Do this
Leave out the pictures and repeat the data exactly.

Begin Available data

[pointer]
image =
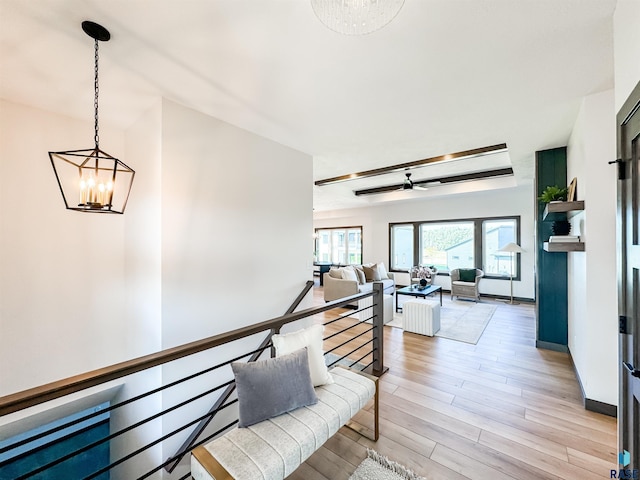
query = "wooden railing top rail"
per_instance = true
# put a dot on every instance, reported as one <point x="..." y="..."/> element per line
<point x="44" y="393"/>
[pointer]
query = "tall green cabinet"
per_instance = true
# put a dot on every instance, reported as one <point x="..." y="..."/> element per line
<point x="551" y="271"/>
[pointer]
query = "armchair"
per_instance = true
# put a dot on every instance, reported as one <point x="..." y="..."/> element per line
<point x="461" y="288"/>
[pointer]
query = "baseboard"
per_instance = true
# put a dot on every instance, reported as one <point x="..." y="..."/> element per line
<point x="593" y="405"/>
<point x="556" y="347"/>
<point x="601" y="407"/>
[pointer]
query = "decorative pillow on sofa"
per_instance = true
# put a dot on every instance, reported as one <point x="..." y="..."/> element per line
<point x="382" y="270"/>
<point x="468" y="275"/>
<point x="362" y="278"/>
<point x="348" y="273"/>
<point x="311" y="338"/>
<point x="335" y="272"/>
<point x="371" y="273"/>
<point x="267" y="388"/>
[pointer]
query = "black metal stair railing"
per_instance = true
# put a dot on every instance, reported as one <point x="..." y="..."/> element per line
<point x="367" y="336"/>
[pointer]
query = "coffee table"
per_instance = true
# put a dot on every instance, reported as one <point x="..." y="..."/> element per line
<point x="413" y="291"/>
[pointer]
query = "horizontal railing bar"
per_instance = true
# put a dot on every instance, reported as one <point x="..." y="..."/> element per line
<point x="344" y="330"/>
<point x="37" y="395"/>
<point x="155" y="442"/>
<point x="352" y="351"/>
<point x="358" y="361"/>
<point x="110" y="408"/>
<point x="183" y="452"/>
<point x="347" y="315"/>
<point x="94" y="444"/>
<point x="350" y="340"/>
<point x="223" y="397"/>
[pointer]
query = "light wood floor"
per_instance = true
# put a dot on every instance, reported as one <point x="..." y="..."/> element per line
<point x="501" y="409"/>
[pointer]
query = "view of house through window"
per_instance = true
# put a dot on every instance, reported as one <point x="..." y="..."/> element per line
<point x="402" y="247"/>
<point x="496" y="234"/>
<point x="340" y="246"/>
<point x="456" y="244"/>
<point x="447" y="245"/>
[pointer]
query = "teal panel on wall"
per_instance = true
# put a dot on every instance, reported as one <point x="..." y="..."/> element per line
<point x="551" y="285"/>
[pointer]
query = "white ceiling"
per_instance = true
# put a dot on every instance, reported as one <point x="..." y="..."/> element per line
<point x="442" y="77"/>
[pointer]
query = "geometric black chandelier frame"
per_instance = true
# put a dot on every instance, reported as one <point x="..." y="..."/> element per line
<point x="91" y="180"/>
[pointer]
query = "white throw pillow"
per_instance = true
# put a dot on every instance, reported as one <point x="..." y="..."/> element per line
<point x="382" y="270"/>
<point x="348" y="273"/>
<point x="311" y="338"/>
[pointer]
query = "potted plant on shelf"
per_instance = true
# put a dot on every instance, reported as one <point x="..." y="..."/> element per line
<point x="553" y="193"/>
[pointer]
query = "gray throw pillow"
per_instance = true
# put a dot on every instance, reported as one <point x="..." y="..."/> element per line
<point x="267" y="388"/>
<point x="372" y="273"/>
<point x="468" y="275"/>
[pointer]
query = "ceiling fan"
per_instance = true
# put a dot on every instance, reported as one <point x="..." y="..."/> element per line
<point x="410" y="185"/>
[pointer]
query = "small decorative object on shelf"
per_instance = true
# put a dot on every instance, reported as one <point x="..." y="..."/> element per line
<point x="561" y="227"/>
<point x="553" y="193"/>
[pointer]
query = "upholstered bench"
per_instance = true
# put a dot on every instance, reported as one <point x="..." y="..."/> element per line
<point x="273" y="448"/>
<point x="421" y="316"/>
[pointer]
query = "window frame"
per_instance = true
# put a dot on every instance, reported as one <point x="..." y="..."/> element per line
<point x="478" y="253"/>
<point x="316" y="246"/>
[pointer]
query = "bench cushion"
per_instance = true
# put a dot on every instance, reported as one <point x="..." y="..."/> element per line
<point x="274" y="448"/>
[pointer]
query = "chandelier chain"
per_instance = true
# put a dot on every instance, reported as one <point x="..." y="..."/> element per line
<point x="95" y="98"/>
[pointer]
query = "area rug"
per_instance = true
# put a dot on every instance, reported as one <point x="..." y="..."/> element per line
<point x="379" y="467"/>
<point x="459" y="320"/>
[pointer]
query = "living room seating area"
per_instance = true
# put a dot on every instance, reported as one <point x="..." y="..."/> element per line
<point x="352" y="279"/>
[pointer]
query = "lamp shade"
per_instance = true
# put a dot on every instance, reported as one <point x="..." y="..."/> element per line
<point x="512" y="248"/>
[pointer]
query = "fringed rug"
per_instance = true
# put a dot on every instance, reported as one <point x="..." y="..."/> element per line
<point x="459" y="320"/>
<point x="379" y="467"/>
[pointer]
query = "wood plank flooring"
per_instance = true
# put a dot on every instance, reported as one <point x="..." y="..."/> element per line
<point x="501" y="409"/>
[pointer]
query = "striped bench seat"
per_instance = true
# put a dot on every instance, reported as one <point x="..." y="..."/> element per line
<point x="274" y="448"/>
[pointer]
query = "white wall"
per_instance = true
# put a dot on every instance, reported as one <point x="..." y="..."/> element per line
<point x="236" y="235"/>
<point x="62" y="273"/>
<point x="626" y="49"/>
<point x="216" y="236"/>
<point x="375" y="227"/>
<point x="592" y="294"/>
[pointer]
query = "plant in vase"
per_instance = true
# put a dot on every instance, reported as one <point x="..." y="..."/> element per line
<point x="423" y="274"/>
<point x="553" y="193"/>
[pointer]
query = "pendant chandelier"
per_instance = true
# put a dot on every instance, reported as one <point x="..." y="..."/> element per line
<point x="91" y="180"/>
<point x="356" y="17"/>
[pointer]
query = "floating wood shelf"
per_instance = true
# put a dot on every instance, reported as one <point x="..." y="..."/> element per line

End Available data

Result for this task
[pointer]
image =
query = "wooden railing top rail"
per_instance = true
# put a dot on every instance, reported as one <point x="..." y="..."/> element per line
<point x="44" y="393"/>
[pointer]
query = "tall green cabinet"
per_instance = true
# put a dot on every instance, reported as one <point x="..." y="..."/> element per line
<point x="551" y="271"/>
[pointer]
query = "armchair"
per_instance = true
# put a dot on every instance, reported as one <point x="..." y="..."/> element per line
<point x="461" y="288"/>
[pointer]
query = "baseboard"
per_instance = true
# put a dot on every instance, reported as one <point x="..." y="..."/> element per line
<point x="593" y="405"/>
<point x="556" y="347"/>
<point x="601" y="407"/>
[pointer]
query = "decorative pillow on sofa"
per_instance = true
# put a dot on every instance, reported as one <point x="..." y="..."/> element per line
<point x="382" y="270"/>
<point x="468" y="275"/>
<point x="362" y="278"/>
<point x="348" y="273"/>
<point x="311" y="338"/>
<point x="335" y="272"/>
<point x="371" y="273"/>
<point x="267" y="388"/>
[pointer]
query = "black metal stair railing"
per_instance = true
# put a dot on every instance, reported as one <point x="..." y="..."/> element per line
<point x="367" y="336"/>
[pointer]
query = "coffee table"
per_instance = true
# put a dot on every instance, reported as one <point x="..." y="..."/> element per line
<point x="413" y="291"/>
[pointer]
query = "horizontal railing bar"
per_instance = true
# put a dot on every instance, reported as one <point x="..." y="..."/> element per line
<point x="344" y="330"/>
<point x="37" y="395"/>
<point x="155" y="442"/>
<point x="352" y="351"/>
<point x="358" y="361"/>
<point x="110" y="408"/>
<point x="183" y="452"/>
<point x="347" y="315"/>
<point x="94" y="444"/>
<point x="350" y="340"/>
<point x="223" y="397"/>
[pointer]
query = "light wood floor"
per_instance = true
# put a dot on every instance, reported as one <point x="..." y="..."/> element per line
<point x="501" y="409"/>
[pointer]
query = "view of house through window"
per_instance = true
# put a dot on every instance, reported as one <point x="..." y="..."/> element per line
<point x="402" y="247"/>
<point x="496" y="234"/>
<point x="340" y="246"/>
<point x="456" y="244"/>
<point x="447" y="245"/>
[pointer]
query = "teal panel on wall"
per_instance = true
# put a dot on every instance, reported as one <point x="..." y="..."/> element per line
<point x="551" y="285"/>
[pointer]
query = "white ceiling"
per_instance = true
# put a dot on every instance, reported as one <point x="..." y="..."/> element per line
<point x="442" y="77"/>
[pointer]
query = "geometric black chandelier frame"
per_instance = true
# put a dot on every instance, reported as one <point x="..." y="..."/> element per line
<point x="91" y="180"/>
[pointer]
query = "white throw pillow"
per_instance = true
# put a dot on every instance, reported as one <point x="..." y="..."/> element per line
<point x="382" y="270"/>
<point x="348" y="273"/>
<point x="311" y="338"/>
[pointer]
query = "potted plant on shelf"
per_instance = true
# put a dot on every instance, reported as one <point x="..." y="..."/> element per line
<point x="553" y="193"/>
[pointer]
query = "gray throw pillow"
per_instance = true
# put a dot on every instance, reported as one <point x="..." y="..."/> element per line
<point x="267" y="388"/>
<point x="372" y="273"/>
<point x="468" y="275"/>
[pointer]
query = "ceiling fan"
per_instance = true
# put a dot on every instance, reported as one <point x="..." y="..."/> element per line
<point x="410" y="185"/>
[pointer]
query = "small decorative object on shelf"
per_instance = true
# put a dot on every instance, reported as one <point x="..." y="..."/> element per line
<point x="561" y="227"/>
<point x="553" y="193"/>
[pointer]
query = "upholstered bench"
per_instance = true
# put a dot on every instance, reported as one <point x="..." y="..."/> element per line
<point x="273" y="448"/>
<point x="421" y="316"/>
[pointer]
query = "window frame"
per_instance = true
# put a dot on every instance, reported as one <point x="..." y="..."/> element per line
<point x="478" y="253"/>
<point x="316" y="246"/>
[pointer]
query = "bench cushion"
per_instance = true
# put a dot on every instance, reported as one <point x="..." y="..."/> element per line
<point x="274" y="448"/>
[pointer]
query = "chandelier chain"
per_instance = true
# put a dot on every instance, reported as one <point x="..." y="..."/> element per line
<point x="95" y="98"/>
[pointer]
query = "area rug"
per_instance = true
# put a dot on every instance, reported as one <point x="..." y="..."/> element per line
<point x="379" y="467"/>
<point x="459" y="320"/>
[pointer]
query = "living room seating area"
per_instance = true
# put a dot on every instance, reported as one <point x="..." y="..."/> element per line
<point x="352" y="279"/>
[pointer]
query = "lamp shade"
per_instance = true
# put a dot on every instance, reported as one <point x="..." y="..."/> element per line
<point x="512" y="248"/>
[pointer]
query = "fringed rug"
per_instance = true
# put a dot on every instance, reported as one <point x="..." y="..."/> element per line
<point x="459" y="320"/>
<point x="379" y="467"/>
[pointer]
query = "wood plank flooring"
per_instance = true
# put a dot on every instance, reported as one <point x="..." y="..."/> element per line
<point x="501" y="409"/>
[pointer]
query = "striped bench seat"
per_instance = true
# put a dot on every instance, reported as one <point x="..." y="..."/> element per line
<point x="274" y="448"/>
[pointer]
query = "white wall"
per_instance = true
# put a dot on every instance, reported as one <point x="..." y="..."/> element per line
<point x="236" y="235"/>
<point x="62" y="273"/>
<point x="626" y="49"/>
<point x="216" y="236"/>
<point x="375" y="227"/>
<point x="592" y="294"/>
[pointer]
query = "plant in vase"
per_instance = true
# put a dot on every instance, reported as one <point x="..." y="..."/> element per line
<point x="423" y="274"/>
<point x="553" y="193"/>
[pointer]
query = "pendant chandelier"
per_instance = true
# put a dot on every instance, reported as one <point x="..." y="..."/> element per line
<point x="91" y="180"/>
<point x="356" y="17"/>
[pointer]
query = "floating wood shelf"
per_instance = true
# put a dot on every instance, reported as one <point x="..." y="..."/> element per line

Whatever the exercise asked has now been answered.